[Coordinate annotation entries]
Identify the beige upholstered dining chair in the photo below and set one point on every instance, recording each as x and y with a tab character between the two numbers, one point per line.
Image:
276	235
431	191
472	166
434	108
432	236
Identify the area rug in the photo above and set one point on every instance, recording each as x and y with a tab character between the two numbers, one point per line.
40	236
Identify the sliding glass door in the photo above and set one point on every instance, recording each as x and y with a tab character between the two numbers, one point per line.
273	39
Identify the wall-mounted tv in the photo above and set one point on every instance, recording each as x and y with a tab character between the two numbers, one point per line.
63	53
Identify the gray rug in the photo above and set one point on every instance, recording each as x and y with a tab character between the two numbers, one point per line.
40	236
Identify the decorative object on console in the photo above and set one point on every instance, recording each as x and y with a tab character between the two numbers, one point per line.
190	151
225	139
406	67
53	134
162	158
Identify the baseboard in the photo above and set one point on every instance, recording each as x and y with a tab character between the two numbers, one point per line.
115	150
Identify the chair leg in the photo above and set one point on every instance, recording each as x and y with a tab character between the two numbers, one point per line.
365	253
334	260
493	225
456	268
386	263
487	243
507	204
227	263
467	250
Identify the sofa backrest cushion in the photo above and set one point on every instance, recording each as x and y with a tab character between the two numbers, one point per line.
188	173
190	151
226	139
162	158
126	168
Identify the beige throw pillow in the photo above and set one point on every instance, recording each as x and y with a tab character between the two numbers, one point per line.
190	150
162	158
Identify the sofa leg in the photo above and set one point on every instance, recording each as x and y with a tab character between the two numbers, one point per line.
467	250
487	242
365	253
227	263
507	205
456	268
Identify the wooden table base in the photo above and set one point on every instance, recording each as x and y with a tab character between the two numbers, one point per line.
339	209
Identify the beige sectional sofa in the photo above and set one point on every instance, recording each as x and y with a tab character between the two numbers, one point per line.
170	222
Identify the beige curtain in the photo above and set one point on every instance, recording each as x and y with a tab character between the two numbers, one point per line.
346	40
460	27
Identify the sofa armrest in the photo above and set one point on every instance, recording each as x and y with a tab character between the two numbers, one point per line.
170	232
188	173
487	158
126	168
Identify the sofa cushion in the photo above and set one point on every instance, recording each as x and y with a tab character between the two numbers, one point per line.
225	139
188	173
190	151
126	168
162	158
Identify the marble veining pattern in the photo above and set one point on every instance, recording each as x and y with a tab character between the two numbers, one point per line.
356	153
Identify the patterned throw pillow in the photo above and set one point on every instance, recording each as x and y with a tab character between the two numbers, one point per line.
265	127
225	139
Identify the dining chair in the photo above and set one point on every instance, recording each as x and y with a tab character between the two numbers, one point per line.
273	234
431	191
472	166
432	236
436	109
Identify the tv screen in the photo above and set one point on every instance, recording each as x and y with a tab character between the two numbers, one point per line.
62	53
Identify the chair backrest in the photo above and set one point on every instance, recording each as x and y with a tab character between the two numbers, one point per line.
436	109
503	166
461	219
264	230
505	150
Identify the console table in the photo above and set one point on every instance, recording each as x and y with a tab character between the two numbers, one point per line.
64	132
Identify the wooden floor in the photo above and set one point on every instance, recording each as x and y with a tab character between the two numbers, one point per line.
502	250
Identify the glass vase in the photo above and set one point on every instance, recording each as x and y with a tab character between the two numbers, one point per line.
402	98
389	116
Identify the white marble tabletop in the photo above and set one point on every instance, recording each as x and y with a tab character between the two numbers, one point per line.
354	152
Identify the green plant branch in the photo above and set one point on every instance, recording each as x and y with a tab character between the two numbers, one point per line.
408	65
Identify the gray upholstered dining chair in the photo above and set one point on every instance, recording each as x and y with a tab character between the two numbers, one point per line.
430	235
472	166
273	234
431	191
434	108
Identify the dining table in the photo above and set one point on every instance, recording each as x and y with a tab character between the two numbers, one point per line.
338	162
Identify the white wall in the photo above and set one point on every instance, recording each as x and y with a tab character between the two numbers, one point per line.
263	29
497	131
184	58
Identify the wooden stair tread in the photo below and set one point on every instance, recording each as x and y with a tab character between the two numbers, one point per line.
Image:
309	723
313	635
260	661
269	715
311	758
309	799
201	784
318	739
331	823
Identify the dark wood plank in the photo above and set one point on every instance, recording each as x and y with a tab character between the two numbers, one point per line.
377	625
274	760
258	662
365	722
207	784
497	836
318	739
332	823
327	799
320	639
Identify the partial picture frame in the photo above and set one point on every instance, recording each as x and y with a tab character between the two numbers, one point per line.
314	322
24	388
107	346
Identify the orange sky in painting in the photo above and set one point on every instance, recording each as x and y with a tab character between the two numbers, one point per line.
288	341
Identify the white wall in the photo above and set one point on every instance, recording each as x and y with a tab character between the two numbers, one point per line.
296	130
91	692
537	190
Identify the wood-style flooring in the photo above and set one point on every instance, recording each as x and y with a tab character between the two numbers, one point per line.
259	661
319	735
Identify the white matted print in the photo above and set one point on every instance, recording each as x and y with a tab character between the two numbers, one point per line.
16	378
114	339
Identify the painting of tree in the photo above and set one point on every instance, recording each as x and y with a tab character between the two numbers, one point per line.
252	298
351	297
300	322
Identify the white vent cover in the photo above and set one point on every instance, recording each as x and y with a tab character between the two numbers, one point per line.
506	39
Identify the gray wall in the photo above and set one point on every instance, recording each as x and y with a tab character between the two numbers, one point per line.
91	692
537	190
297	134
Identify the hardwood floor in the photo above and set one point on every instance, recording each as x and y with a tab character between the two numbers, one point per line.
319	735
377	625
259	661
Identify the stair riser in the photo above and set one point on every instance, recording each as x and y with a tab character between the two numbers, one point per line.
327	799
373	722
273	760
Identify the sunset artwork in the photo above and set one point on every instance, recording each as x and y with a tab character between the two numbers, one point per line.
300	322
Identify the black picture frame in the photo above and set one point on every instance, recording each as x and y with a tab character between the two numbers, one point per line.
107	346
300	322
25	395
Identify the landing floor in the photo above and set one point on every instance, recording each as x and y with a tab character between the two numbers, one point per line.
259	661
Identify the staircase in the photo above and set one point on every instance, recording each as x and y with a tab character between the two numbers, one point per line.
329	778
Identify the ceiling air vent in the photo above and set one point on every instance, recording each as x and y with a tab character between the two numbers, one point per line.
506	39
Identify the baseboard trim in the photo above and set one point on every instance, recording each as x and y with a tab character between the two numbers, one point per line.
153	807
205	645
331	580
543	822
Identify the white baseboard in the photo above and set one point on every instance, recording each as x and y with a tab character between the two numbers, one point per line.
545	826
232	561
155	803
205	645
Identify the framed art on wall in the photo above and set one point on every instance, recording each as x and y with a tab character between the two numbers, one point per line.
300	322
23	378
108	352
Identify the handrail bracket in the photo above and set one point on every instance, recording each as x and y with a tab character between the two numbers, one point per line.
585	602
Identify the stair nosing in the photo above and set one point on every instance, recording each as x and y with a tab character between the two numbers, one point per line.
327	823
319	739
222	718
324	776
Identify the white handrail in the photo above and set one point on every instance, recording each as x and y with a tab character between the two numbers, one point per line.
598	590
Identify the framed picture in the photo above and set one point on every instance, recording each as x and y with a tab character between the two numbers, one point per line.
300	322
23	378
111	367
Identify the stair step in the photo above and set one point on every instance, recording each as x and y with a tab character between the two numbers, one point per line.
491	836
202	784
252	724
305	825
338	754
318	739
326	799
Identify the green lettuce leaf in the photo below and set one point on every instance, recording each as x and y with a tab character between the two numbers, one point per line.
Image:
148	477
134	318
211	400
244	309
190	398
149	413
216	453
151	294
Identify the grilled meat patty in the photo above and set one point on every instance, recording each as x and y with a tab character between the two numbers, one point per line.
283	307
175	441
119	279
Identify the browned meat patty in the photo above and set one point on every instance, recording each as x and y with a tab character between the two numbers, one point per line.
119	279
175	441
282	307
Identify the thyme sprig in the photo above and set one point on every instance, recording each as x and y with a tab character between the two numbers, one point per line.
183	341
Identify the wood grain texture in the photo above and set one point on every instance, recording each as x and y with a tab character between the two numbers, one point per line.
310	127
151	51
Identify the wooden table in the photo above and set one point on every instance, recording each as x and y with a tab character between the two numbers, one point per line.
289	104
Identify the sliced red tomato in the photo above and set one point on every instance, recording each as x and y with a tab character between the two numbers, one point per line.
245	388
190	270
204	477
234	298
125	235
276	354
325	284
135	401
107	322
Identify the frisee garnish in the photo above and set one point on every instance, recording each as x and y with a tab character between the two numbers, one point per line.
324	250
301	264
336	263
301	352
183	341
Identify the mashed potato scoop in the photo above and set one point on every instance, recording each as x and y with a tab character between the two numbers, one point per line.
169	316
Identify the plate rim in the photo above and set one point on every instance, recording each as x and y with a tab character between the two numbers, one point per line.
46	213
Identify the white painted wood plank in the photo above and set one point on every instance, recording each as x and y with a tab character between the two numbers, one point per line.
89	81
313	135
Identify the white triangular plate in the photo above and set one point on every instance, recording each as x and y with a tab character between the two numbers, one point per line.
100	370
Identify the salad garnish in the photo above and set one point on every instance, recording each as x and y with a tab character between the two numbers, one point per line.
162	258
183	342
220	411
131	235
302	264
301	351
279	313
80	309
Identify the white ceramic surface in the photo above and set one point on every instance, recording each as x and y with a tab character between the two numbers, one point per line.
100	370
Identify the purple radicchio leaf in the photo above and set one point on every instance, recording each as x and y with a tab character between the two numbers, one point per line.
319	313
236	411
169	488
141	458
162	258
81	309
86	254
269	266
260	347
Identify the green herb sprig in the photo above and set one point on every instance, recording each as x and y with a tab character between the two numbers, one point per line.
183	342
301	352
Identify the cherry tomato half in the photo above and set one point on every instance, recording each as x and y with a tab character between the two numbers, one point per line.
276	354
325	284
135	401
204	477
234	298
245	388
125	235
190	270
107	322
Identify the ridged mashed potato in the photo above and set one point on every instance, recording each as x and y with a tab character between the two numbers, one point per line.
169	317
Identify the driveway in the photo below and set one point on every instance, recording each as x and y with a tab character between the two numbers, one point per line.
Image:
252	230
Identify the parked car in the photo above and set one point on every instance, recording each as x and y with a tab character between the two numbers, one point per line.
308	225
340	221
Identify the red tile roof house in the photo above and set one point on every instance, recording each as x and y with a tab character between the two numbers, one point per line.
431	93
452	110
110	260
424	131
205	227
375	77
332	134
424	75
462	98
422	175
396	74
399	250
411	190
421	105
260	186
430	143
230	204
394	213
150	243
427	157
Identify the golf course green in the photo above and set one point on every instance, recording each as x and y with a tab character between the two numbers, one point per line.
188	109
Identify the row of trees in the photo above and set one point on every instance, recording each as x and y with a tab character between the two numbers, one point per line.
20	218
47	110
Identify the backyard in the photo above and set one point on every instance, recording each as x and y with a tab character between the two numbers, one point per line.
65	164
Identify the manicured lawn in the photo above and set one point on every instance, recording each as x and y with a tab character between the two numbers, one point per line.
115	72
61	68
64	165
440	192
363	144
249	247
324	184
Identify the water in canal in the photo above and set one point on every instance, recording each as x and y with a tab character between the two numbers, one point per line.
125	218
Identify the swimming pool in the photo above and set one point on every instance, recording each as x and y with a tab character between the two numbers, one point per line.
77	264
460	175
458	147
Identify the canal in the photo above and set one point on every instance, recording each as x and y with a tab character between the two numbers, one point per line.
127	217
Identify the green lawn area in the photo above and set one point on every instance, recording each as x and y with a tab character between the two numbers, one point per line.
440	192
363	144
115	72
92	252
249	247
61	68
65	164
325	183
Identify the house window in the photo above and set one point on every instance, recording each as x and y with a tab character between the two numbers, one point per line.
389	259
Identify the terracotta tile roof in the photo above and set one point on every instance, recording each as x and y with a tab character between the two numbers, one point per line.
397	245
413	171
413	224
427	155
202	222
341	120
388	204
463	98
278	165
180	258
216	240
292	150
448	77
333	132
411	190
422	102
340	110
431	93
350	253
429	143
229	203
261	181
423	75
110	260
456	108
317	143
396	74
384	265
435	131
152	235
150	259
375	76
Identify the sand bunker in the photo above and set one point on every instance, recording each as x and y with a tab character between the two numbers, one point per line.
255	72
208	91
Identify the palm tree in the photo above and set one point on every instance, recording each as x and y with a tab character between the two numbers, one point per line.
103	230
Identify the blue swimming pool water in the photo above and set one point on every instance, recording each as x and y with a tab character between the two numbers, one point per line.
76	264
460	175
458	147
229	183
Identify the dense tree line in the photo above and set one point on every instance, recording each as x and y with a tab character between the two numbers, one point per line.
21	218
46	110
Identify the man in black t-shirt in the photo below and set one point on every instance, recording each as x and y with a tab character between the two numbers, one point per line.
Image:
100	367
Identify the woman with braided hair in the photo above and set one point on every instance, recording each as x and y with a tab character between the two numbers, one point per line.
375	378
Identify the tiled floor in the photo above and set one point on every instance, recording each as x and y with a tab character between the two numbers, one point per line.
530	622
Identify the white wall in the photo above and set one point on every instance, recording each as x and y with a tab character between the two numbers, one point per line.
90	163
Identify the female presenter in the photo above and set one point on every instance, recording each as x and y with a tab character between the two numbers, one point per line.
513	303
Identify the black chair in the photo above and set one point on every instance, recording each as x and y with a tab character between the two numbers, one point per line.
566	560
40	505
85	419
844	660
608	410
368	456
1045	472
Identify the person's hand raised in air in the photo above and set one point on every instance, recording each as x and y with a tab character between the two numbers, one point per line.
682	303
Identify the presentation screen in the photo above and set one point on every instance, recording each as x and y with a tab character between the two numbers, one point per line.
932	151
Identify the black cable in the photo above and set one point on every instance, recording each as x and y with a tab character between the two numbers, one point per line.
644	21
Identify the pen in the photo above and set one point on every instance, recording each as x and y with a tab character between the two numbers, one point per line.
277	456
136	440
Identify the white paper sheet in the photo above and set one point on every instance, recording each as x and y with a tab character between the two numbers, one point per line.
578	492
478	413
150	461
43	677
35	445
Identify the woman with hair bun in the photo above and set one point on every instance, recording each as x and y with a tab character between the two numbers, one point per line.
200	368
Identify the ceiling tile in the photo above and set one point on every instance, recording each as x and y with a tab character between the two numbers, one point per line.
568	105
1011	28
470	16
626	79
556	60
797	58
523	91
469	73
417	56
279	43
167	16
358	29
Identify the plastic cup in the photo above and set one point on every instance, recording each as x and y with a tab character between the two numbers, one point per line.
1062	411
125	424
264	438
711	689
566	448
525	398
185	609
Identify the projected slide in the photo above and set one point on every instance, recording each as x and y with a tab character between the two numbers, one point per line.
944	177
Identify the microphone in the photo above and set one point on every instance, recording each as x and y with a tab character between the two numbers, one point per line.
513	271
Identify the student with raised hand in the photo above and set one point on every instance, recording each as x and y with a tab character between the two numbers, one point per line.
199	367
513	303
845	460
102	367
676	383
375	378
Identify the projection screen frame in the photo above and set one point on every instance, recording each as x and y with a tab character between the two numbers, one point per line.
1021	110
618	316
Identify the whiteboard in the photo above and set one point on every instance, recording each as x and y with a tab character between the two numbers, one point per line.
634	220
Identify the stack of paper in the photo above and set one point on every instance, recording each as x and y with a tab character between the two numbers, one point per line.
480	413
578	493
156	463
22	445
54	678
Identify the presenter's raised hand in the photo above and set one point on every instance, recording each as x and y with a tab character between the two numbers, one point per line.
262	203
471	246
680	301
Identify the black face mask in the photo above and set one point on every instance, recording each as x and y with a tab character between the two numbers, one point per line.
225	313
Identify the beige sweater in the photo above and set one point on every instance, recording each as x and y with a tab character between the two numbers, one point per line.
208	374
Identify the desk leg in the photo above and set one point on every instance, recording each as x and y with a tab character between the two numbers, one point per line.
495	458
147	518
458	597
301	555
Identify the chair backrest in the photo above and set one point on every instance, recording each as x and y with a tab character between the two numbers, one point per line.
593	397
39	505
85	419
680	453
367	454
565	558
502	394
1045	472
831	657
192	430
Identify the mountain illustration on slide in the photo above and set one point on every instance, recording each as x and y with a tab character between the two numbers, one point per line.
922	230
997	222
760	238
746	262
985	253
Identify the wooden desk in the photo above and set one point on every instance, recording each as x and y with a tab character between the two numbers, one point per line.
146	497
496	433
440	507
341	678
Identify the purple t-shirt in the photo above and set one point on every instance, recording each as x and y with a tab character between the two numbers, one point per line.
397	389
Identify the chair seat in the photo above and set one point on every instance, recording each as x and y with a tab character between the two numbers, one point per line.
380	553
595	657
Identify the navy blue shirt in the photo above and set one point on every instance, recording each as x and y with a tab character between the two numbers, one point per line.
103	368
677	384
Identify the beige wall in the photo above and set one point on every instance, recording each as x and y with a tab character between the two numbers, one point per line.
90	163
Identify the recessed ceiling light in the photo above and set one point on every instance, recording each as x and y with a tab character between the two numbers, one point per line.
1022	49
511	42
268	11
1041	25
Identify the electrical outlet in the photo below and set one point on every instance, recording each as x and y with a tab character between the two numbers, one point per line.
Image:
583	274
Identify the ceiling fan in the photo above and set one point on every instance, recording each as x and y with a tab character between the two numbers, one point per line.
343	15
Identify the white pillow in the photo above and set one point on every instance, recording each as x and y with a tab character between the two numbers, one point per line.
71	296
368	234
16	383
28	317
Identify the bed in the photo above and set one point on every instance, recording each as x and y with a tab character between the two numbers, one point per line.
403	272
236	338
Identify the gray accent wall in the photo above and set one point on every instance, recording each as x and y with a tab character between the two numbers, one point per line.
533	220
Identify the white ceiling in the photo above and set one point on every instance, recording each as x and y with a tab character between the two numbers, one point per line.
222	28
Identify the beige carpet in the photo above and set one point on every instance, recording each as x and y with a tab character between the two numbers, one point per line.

Given task:
Rewrite the lines from the one containing "Identify the white pillow" through the end of the material, changing "tab character" to "single tab" and leaving everything else as it is.

Written solution:
Identify the white pillow in the photo above and set one point on every instance, recording each as x and y with a single tab between the two numbers, one point per line.
71	296
368	234
16	383
28	317
Identify the bed in the photo above and set one point on every instance, recording each as x and y with a single tab between the two numbers, one point per line.
403	272
236	338
Identify the gray accent wall in the photo above and set one point on every instance, recording each as x and y with a single tab between the two numbers, one point per line.
533	220
Identify the white ceiling in the photo above and set one point on every instance, recording each as x and y with a single tab between the two numbers, one point per line.
222	28
Identify the beige carpet in the photo above and set one point on every instance, recording each as x and y with a single tab between the two numbers, one point per line.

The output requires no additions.